Change "parked car" to "parked vehicle" in the lines below and write them out again, with everything else left the same.

(Entries from an annotation dataset)
◆ ◆ ◆ ◆

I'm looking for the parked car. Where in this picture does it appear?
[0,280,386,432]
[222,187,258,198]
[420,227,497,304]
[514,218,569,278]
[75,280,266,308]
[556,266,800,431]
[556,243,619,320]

◆ ◆ ◆ ◆

* [TASK SOLUTION]
I'm looking for the parked vehicle. Where in this picture does it appear?
[0,280,386,432]
[222,187,258,198]
[420,227,497,304]
[514,218,569,278]
[75,280,266,308]
[556,266,800,431]
[556,243,619,320]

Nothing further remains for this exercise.